--- PAGE TEXT ---
::::

Previous: The Harlem Renaissance: Crash Course Theater #41
Next: The Engineering Challenges of Renewable Energy: Crash Course Engineering #30



View count:329
Last sync:2019-01-02 19:10
Today we’re going to talk about why many predictions fail - specifically we’ll take a look at the 2008 financial crisis, the 2016 U.S. presidential election, and earthquake prediction in general. From inaccurate or just too little data to biased models and polling errors, knowing when and why we make inaccurate predictions can help us make better ones in the future. And even knowing what we can’t predict can help us make better decisions too.

Crash Course is on Patreon! You can support us directly by signing up at

Thanks to the following Patrons for their generous monthly contributions that help keep Crash Course free for everyone forever:

Eric Prestemon, Sam Buck, Mark Brouwer, Naman Goel, Patrick Wiener II, Nathan Catchings, Efrain R. Pedroza, Brandon Westmoreland, dorsey, Indika Siriwardena, James Hughes, Kenneth F Penttinen, Trevin Beattie, Satya Ridhima Parvathaneni, Erika & Alexa Saur, Glenn Elliott, Justin Zingsheim, Jessica Wode, Kathrin Benoit, Tom Trval, Jason Saslow, Nathan Taylor, Brian Thomas Gossett, Khaled El Shalakany, SR Foxley, Yasenia Cruz, Eric Koslow, Caleb Weeks, Tim Curwick, D.A. Noe, Shawn Arnold, Malcolm Callis, Advait Shinde, William McGraw, Andrei Krishkevich, Rachel Bright, Jirat, Ian Dundore

Want to find Crash Course elsewhere on the internet?
Facebook -
Twitter -
Tumblr -
Support Crash Course on Patreon:

CC Kids:
[Complexly theme]

Hi, I'm Adriene Hill, and welcome back to Crash Course Statistics. We've learned a lot about how statistics can help us understand the world better, make better decisions, and guess what'll happen in the future.

::::

--- EXERCISE AIM ---
According to the video page, which three cases of failed prediction does the episode examine? The records that follow are separate material, unrelated to the video page.

[Stored items from a collection]
::::

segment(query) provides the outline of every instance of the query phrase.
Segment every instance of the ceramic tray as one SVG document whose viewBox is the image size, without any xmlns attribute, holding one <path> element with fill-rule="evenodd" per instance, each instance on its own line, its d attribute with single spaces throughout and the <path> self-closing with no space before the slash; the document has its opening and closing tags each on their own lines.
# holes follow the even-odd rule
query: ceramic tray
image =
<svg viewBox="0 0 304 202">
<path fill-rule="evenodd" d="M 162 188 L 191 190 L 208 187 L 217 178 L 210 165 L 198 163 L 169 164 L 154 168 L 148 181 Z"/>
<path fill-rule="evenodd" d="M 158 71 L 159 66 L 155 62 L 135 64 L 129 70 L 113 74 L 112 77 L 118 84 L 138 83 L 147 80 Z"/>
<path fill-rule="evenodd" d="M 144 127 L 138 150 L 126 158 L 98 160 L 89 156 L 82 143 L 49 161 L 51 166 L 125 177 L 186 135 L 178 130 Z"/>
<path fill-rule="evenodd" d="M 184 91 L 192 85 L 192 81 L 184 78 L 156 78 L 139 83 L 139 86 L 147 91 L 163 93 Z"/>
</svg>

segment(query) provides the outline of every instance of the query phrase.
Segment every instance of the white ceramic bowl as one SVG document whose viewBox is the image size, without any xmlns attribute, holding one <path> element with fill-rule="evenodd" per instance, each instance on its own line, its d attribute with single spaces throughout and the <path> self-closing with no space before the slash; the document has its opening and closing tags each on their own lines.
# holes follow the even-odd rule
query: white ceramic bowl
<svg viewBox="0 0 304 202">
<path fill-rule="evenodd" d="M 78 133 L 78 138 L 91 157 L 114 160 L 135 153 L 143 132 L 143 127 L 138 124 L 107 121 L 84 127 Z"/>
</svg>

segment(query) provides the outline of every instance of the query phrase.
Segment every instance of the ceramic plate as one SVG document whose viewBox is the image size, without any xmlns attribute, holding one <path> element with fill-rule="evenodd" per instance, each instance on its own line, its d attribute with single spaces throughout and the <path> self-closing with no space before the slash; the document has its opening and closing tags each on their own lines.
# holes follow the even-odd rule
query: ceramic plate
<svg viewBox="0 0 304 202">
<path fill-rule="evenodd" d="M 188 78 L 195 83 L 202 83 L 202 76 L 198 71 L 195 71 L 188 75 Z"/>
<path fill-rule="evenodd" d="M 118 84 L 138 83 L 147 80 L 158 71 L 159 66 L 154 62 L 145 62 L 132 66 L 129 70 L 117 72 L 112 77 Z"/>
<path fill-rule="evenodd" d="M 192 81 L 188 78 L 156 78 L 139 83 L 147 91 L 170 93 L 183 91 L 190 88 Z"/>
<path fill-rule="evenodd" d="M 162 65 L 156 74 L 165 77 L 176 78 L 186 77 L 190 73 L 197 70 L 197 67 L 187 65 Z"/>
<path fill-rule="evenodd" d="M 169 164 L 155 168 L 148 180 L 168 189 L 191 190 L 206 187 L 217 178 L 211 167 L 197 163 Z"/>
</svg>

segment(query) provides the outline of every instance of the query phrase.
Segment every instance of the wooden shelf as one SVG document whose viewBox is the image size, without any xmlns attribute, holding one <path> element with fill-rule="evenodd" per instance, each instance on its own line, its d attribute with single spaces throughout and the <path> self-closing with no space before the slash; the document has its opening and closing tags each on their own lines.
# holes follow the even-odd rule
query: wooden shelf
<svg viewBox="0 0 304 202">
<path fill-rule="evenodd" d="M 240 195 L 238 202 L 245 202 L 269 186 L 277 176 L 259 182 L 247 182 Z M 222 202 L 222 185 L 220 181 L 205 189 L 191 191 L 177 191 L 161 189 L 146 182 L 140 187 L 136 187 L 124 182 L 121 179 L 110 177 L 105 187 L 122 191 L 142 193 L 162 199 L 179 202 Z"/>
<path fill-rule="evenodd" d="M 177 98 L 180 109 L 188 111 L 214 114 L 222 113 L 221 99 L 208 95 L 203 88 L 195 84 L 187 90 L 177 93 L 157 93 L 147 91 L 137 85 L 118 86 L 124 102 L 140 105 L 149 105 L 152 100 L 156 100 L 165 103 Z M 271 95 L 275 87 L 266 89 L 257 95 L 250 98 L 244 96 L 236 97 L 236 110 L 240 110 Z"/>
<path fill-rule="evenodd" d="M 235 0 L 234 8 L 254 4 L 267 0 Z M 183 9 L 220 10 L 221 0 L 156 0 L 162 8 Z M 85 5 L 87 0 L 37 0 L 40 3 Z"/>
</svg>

::::

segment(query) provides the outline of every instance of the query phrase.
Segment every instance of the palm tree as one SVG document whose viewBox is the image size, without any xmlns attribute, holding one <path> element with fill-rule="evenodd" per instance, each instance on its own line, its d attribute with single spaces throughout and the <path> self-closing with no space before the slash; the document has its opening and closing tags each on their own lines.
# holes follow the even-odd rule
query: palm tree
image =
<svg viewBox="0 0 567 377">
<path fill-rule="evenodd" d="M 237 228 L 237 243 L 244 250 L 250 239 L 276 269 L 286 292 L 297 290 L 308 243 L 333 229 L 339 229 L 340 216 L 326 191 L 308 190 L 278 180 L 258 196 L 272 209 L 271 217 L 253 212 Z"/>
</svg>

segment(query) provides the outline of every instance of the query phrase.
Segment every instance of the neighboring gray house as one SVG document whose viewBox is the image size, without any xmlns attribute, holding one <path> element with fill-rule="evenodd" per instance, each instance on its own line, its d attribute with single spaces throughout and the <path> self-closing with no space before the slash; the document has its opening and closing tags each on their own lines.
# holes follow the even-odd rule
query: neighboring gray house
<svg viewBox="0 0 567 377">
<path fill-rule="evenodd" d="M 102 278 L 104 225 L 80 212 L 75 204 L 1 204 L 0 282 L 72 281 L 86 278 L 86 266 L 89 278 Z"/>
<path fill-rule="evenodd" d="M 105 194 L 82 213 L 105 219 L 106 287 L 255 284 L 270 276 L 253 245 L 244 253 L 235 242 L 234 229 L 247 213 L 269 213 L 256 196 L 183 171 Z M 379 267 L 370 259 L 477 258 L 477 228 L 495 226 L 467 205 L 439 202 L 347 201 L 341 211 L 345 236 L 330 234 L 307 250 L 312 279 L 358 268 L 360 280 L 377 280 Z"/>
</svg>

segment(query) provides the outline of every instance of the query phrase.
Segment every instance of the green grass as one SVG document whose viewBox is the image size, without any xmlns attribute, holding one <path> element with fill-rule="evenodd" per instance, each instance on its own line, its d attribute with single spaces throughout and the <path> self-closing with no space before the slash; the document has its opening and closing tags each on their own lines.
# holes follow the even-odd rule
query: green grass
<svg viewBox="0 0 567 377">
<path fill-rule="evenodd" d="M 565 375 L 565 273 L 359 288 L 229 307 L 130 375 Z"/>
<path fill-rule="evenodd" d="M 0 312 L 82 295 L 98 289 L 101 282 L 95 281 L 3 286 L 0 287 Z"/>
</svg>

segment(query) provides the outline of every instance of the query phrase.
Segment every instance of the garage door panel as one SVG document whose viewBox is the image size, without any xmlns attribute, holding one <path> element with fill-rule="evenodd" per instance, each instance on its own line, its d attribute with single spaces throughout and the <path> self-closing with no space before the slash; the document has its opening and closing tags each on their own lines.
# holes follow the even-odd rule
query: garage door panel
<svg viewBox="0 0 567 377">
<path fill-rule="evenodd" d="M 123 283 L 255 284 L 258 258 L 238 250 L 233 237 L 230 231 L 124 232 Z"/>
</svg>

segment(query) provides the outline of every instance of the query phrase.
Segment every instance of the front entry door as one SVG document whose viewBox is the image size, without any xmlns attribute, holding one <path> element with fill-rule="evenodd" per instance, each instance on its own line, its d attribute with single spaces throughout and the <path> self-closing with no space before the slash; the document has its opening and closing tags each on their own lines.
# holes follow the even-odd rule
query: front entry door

::::

--- SOLUTION TO THIS TASK ---
The 2008 financial crisis, the 2016 U.S. presidential election, and earthquake prediction in general.